A FAZER:
Reescreva o trecho do texto sobre William Onyeabor começando em "Sobre Onyeabor, homem" e seguindo até "vida a Cristo.", trocando "sintetizadores" por "teclados".

TEXTO FORNECIDO:
A incrível história de William Onyeabor ainda está por contar
Poucos músicos não ficariam eufóricos se a Luaka Bop lhes telefonasse a mostrar interesse em fazer uma compilação em torno da sua obra. Mas William Onyeabor não ficou. “Porque é que queres falar sobre isso?”, perguntou a Yale Evelev, presidente da editora fundada pelo ex-Talking Heads David Byrne. “Eu só quero falar sobre Jesus.” E desligou o telefone.
Sobre Onyeabor, homem de Enugu, cidade do Sudeste da Nigéria, dizia-se todo o tipo de coisas: que estudou cinema na União Soviética (ou Direito?) e voltou a casa em meados dos anos 70 para fundar estúdios de cinema e de música e a sua editora; que os sintetizadores que usava vinham da Rússia; que financiou o seu próprio filme; que foi advogado; que representou a marca de sintetizadores Moog. O que se sabia ao certo, porque os discos não mentem, é que fazia funk como ninguém fazia na Nigéria, um funk com espaço para sintetizadores e outra maquinaria, a milhas do que se produzia no seu país nos anos 70 e 80 — e que ainda ia mais longe, já que temas comoLet’s fall in love parecem mesmo antecipar a cadência infinita da música house, que nasceria na mesma altura, mas em Chicago. E sabia-se também que, em 1985, Onyeabor parou de fazer discos e dedicou a vida a Cristo.
Sem outra colaboração do músico além da assinatura no contrato, a Luaka Bop demoraria meia década a conseguir lançar a dita compilação, Who Is William Onyeabor?, editada no final do ano passado. Mais recentemente, o nigeriano, hoje na casa dos 70, foi alvo de um documentário, Fantastic Man. Mas continua a rejeitar tocar ao vivo, esclarecer a sua vida ou falar com jornalistas. O New York Times e a Mojo tiveram a sorte de publicar algumas palavras. “Eu era um pecador que se arrependeu e se deu a 100% a Cristo”, disse ao primeiro.

INFORMAÇÃO APRESENTADA:
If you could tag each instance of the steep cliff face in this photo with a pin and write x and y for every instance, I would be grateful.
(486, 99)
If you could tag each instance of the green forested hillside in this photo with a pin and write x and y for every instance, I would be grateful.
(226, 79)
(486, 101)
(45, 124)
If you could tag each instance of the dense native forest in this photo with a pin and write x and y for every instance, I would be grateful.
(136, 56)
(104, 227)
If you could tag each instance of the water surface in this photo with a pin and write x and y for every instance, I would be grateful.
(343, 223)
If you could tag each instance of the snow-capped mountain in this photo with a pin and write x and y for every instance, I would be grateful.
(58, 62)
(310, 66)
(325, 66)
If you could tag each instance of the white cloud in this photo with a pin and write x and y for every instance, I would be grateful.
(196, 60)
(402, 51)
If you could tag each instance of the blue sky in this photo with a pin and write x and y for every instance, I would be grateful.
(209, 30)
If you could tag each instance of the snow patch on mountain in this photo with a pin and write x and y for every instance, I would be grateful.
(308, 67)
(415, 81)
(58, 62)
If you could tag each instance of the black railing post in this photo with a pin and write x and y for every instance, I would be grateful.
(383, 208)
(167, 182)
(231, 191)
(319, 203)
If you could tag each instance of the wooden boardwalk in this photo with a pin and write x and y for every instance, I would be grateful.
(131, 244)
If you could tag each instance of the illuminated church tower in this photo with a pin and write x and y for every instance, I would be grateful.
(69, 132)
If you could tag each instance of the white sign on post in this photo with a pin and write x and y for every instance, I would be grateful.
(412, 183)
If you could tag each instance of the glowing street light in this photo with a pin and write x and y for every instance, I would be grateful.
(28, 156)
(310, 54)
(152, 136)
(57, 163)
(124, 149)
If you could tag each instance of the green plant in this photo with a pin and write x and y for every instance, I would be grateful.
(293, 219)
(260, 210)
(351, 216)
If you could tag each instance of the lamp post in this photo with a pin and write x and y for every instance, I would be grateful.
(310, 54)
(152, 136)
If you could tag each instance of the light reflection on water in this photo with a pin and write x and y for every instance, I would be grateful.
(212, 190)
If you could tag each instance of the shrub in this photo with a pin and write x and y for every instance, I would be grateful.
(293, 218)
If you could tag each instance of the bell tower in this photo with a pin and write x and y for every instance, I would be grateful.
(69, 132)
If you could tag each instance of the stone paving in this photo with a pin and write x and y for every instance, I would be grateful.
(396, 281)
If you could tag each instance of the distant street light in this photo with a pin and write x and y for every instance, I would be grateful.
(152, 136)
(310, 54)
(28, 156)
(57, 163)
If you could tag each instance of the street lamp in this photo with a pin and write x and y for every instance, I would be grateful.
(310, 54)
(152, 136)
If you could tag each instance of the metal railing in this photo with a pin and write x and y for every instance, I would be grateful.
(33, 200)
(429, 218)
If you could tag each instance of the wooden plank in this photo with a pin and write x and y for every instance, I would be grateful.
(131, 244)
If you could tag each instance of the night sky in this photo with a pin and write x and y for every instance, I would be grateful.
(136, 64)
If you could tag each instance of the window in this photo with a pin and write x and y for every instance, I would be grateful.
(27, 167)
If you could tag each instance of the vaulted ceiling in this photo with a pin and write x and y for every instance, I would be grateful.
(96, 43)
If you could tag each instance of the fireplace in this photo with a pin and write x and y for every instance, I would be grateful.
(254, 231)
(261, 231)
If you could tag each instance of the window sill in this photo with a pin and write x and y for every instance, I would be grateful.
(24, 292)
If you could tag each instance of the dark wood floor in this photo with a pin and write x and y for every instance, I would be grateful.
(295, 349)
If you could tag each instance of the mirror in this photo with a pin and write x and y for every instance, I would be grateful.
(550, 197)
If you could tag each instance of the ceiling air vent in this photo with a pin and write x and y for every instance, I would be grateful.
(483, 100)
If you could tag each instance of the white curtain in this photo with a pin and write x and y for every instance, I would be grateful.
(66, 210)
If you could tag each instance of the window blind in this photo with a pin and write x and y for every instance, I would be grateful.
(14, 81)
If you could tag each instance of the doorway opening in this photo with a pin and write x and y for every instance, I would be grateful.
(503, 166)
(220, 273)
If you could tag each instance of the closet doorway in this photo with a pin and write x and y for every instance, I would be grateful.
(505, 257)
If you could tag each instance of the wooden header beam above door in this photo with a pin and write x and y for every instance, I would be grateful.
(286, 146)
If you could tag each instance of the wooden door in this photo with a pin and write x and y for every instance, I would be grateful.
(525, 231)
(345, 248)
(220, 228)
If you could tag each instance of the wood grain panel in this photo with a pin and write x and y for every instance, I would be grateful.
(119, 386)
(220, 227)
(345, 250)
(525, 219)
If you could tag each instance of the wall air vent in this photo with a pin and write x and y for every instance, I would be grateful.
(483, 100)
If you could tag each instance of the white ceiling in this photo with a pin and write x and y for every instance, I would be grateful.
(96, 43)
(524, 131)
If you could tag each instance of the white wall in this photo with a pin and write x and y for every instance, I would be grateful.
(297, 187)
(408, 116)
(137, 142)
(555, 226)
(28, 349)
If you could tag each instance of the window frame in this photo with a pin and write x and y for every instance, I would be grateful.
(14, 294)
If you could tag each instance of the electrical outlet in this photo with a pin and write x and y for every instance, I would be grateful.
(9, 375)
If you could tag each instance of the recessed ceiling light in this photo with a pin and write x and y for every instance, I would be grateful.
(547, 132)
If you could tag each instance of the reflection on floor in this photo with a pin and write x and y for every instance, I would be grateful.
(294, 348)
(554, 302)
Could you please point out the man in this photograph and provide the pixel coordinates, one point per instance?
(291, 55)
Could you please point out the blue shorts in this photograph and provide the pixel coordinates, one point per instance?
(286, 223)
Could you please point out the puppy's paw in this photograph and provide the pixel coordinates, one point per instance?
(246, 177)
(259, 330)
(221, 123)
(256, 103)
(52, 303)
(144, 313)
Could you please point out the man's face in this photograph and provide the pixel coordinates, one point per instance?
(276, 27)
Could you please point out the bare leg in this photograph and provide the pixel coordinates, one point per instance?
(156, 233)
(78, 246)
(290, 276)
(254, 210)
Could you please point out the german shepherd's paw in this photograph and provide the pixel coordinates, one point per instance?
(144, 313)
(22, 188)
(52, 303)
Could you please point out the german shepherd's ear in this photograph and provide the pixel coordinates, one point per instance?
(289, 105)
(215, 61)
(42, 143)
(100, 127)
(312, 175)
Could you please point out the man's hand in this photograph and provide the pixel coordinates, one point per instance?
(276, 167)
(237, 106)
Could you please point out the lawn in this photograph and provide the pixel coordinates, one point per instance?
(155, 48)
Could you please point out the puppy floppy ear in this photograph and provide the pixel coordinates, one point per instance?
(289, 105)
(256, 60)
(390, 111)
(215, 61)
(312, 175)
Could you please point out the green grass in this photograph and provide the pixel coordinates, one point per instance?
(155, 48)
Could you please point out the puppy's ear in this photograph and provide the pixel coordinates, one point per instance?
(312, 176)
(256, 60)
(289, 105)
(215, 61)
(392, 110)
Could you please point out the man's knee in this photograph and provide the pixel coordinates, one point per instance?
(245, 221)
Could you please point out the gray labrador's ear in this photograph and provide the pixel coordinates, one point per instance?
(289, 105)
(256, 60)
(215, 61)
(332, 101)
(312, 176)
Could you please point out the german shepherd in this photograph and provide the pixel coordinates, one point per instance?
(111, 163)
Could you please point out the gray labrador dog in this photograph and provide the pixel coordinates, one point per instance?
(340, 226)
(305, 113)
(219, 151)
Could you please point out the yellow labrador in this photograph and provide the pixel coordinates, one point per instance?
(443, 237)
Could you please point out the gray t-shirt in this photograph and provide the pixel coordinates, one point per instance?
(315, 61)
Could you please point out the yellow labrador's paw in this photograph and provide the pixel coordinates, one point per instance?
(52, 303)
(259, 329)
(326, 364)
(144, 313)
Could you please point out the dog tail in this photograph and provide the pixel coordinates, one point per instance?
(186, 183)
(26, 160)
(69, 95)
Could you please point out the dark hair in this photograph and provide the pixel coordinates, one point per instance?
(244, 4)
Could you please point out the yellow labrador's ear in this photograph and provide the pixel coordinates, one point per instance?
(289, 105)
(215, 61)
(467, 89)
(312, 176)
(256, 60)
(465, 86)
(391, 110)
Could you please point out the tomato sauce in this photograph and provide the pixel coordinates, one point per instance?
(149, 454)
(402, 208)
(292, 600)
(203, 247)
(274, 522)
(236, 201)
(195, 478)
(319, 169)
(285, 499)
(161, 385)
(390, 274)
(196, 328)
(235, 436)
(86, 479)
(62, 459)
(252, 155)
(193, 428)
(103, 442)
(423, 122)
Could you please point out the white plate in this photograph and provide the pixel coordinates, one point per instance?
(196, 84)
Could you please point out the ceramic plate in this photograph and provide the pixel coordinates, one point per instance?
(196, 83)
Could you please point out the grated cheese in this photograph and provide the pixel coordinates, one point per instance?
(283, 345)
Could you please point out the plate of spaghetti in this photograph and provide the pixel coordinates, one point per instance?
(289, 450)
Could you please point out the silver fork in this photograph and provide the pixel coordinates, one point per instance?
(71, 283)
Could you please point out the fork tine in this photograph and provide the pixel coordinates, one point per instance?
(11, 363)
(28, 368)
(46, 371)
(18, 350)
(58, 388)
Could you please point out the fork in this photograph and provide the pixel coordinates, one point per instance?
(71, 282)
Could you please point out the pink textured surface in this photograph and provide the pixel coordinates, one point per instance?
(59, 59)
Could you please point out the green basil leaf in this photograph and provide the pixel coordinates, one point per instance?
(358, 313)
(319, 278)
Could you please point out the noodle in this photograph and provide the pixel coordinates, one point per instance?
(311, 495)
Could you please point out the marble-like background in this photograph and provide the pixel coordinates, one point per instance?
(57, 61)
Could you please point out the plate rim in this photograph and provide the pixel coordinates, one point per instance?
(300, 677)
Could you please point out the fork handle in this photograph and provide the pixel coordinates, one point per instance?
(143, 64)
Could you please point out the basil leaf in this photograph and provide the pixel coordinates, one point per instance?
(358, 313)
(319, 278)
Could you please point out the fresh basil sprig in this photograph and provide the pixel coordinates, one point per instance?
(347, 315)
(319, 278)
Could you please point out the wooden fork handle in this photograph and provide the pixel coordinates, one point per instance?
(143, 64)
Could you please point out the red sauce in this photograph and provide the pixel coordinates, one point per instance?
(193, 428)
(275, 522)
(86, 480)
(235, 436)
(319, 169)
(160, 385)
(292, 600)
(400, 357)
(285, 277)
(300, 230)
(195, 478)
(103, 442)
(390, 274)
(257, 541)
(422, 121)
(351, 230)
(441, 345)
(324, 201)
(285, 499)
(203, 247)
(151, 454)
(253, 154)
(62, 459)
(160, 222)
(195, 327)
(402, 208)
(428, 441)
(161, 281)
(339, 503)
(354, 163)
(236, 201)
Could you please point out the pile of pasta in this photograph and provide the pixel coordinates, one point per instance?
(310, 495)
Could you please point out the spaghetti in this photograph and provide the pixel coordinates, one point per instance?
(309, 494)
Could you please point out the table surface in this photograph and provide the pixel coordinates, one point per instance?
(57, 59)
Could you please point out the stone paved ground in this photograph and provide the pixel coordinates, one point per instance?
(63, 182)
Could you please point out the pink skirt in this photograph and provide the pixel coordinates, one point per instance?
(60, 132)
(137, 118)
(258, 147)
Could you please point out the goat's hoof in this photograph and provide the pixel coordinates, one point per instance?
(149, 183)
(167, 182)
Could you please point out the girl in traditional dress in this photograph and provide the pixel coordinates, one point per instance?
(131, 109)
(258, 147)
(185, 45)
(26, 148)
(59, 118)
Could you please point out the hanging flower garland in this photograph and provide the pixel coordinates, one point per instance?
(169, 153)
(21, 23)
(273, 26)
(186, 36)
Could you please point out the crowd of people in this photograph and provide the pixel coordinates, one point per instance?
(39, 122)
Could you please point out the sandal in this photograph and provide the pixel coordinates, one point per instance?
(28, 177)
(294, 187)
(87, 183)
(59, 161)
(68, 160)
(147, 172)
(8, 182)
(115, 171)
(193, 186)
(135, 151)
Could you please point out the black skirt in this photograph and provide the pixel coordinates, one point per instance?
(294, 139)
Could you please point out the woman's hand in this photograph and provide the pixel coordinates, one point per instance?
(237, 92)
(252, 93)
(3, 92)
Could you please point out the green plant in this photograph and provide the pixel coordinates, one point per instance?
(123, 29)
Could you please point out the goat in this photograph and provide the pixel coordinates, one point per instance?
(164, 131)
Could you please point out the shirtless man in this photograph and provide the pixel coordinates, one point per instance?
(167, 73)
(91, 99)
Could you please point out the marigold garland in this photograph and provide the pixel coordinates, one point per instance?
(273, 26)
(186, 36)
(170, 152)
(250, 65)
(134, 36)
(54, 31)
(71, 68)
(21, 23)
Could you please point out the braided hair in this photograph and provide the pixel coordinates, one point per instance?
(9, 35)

EXERCÍCIO RESOLVIDO:
Sobre Onyeabor, homem de Enugu, cidade do Sudeste da Nigéria, dizia-se todo o tipo de coisas: que estudou cinema na União Soviética (ou Direito?) e voltou a casa em meados dos anos 70 para fundar estúdios de cinema e de música e a sua editora; que os teclados que usava vinham da Rússia; que financiou o seu próprio filme; que foi advogado; que representou a marca de teclados Moog. O que se sabia ao certo, porque os discos não mentem, é que fazia funk como ninguém fazia na Nigéria, um funk com espaço para teclados e outra maquinaria, a milhas do que se produzia no seu país nos anos 70 e 80 — e que ainda ia mais longe, já que temas comoLet’s fall in love parecem mesmo antecipar a cadência infinita da música house, que nasceria na mesma altura, mas em Chicago. E sabia-se também que, em 1985, Onyeabor parou de fazer discos e dedicou a vida a Cristo.